**INSTRUCTIONS FOR THE TASK:**
Below is a listing; give only the number of its lines that contain the word "image".

--- START ---

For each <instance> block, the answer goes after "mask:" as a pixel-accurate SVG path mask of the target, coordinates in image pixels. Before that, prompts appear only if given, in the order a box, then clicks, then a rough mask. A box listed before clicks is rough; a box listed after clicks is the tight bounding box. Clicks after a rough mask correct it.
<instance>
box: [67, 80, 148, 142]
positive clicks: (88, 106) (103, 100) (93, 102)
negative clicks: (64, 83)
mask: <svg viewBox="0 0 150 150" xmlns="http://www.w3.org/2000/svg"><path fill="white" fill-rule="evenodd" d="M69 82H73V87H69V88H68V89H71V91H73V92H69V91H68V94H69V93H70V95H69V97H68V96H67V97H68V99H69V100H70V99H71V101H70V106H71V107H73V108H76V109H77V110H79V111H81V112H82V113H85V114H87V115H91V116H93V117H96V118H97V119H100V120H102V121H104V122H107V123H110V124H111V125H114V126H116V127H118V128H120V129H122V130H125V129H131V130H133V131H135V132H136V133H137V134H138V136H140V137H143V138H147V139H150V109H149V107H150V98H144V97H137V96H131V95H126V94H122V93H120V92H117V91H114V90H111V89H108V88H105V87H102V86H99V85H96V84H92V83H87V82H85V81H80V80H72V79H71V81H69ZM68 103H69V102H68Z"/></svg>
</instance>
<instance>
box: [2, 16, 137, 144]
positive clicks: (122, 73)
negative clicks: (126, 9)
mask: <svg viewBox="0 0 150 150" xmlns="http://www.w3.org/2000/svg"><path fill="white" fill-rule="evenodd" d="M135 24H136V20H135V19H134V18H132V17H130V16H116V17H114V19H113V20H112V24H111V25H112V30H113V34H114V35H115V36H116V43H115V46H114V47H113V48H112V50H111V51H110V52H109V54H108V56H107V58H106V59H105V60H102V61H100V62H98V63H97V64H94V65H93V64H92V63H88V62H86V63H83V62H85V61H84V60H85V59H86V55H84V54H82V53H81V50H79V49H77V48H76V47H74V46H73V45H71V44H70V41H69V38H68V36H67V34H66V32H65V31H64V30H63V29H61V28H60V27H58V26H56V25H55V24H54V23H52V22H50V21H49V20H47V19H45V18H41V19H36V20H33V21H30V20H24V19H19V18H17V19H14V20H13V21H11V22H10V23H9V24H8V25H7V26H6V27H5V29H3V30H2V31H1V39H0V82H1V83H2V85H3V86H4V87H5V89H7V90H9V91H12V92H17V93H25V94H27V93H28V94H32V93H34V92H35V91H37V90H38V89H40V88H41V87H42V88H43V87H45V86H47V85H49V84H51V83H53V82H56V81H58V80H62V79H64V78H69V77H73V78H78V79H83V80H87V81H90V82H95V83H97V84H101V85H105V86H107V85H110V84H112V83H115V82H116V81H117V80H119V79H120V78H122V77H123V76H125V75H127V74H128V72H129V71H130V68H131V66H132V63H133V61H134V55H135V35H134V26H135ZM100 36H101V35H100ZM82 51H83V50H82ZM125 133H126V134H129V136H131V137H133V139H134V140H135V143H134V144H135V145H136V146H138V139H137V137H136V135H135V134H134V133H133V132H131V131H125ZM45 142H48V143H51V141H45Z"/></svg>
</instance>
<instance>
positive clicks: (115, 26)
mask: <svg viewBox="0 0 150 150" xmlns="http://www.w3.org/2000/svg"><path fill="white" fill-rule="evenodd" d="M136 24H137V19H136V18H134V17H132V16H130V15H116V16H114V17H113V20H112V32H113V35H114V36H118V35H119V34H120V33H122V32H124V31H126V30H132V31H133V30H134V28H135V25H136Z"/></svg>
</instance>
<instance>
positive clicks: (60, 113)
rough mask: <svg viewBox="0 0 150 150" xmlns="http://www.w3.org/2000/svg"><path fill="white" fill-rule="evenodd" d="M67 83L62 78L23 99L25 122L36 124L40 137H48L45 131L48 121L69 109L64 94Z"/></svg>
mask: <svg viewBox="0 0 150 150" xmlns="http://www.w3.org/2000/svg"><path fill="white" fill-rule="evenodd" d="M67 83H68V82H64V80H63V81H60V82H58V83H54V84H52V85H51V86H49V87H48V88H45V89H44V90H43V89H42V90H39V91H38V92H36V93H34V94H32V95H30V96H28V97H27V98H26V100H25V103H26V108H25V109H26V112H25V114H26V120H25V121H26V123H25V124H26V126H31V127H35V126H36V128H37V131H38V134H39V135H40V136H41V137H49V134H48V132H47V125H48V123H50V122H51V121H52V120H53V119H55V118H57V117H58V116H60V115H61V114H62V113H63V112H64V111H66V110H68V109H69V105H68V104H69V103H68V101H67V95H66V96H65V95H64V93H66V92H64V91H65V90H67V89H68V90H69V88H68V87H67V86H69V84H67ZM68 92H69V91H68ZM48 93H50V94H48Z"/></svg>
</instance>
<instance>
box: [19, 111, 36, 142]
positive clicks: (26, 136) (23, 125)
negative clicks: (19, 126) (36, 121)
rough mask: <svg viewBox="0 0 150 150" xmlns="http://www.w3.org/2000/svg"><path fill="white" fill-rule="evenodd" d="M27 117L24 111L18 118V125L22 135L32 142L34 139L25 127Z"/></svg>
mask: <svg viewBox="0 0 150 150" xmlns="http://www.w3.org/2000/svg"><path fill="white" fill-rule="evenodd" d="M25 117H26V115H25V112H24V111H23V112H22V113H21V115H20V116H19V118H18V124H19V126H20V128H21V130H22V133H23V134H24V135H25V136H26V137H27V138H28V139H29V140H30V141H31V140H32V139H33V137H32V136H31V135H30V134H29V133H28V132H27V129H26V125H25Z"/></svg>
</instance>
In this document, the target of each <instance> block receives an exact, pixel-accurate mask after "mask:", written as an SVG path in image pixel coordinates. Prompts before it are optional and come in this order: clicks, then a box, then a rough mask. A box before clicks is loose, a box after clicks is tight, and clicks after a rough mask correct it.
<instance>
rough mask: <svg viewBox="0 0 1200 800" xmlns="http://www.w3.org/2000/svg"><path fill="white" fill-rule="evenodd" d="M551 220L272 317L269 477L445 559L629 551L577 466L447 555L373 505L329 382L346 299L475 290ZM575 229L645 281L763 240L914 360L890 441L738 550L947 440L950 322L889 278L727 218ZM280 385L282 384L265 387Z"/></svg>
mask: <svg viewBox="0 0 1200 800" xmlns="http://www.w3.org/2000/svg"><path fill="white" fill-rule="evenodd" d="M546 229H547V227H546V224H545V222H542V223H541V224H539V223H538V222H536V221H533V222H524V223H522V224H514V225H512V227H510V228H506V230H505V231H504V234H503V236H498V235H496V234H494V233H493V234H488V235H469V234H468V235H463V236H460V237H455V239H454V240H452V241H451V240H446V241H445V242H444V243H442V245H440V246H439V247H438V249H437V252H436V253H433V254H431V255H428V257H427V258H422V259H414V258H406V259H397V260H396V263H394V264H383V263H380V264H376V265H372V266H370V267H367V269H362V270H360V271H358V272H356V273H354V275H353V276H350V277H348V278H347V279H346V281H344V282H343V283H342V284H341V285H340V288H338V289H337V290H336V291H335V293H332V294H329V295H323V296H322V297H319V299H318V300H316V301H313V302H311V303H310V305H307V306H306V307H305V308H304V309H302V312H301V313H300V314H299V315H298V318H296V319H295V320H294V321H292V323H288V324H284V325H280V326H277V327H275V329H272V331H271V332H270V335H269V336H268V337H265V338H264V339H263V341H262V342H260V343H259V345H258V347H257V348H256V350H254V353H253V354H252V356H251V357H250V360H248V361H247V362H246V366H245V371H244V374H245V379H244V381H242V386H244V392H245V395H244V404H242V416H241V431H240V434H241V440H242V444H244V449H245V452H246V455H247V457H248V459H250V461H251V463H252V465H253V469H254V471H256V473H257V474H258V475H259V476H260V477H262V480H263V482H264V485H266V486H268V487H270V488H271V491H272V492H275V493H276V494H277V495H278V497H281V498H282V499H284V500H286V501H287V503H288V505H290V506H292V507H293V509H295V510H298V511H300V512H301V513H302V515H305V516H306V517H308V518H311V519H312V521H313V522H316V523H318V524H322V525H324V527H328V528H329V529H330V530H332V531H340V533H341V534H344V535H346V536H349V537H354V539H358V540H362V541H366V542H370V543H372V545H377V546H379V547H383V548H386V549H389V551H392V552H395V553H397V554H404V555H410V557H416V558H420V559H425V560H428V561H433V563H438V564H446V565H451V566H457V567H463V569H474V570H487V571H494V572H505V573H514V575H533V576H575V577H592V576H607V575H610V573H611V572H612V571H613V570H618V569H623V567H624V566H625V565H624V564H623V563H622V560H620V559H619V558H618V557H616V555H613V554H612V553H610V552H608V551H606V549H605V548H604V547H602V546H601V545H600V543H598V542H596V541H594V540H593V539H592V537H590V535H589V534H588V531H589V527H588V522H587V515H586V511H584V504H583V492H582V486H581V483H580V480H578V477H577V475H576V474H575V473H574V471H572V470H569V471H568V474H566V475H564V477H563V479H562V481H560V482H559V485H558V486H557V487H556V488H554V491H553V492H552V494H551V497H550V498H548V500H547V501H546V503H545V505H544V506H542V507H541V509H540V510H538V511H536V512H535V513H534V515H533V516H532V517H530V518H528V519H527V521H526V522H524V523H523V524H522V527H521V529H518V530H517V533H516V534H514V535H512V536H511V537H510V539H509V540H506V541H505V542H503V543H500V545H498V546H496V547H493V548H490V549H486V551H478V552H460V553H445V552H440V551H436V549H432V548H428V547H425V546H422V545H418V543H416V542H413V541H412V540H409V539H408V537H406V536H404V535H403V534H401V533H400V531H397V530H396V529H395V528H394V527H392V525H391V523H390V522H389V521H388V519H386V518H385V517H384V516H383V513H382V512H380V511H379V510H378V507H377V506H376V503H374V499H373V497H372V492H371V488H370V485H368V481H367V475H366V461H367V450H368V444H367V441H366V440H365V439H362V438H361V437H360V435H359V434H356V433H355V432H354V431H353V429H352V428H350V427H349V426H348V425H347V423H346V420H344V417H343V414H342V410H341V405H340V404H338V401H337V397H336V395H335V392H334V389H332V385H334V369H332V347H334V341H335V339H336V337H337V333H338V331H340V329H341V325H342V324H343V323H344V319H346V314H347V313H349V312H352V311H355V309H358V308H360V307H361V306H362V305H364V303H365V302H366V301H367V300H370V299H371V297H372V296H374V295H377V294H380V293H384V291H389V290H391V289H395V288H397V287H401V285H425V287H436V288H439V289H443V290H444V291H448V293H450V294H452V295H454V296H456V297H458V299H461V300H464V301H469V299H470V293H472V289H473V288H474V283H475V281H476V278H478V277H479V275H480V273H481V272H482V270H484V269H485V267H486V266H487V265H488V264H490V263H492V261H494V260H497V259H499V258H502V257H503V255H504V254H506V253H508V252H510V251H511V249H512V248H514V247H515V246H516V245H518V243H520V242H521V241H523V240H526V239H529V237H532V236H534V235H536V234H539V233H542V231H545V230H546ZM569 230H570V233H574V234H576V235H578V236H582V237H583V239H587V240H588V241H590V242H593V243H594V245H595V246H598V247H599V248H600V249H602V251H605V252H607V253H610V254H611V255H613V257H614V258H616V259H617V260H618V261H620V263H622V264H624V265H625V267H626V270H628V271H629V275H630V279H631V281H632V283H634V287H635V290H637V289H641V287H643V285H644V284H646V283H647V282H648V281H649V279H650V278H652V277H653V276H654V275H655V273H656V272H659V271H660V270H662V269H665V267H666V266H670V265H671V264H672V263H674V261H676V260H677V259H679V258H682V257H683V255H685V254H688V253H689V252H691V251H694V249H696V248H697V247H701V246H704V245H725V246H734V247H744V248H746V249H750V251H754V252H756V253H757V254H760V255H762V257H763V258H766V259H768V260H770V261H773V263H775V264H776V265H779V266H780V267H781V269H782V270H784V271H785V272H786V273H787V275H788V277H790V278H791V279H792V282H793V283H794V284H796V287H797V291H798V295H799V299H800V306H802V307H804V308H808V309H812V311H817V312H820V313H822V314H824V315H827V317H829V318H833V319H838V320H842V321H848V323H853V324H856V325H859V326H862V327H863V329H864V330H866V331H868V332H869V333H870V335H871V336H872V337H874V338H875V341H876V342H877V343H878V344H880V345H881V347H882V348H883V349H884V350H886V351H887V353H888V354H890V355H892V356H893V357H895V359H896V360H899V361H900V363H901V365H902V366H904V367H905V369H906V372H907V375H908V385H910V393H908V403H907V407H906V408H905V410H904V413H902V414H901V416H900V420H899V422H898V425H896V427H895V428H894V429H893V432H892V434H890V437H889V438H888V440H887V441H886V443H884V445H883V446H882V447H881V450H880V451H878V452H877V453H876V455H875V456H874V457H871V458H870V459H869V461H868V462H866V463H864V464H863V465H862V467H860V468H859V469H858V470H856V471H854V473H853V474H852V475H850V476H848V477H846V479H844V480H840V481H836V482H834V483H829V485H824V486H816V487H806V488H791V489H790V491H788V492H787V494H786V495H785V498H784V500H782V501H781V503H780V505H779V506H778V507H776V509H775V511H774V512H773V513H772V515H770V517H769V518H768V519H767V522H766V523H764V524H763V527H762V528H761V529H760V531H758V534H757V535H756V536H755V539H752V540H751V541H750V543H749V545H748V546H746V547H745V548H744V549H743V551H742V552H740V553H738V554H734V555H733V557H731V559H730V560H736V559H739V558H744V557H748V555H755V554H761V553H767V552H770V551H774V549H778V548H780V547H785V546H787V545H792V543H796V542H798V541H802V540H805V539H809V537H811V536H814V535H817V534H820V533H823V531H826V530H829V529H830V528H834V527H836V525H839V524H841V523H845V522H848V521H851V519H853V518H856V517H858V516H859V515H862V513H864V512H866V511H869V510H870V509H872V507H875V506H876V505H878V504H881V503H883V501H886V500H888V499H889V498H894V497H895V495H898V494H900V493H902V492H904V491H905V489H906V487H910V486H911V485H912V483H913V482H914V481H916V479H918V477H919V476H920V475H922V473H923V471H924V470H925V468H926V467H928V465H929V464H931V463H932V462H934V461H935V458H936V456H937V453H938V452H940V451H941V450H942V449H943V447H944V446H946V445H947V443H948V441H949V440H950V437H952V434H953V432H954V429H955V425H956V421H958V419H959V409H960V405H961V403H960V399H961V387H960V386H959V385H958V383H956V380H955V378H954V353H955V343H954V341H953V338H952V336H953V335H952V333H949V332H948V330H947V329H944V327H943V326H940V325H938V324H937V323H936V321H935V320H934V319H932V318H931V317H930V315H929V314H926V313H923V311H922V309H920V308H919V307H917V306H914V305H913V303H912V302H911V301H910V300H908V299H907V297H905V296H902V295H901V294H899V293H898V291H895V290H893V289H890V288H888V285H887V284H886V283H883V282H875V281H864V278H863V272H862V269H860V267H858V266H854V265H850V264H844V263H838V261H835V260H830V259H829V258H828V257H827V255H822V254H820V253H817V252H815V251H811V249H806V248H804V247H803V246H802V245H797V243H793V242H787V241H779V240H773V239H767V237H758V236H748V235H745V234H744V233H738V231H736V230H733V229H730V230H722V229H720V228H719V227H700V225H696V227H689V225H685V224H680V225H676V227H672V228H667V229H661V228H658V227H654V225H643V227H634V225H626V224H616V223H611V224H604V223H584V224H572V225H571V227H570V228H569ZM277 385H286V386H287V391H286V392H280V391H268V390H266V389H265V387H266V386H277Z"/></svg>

--- END ---

**YOUR SOLUTION:**
2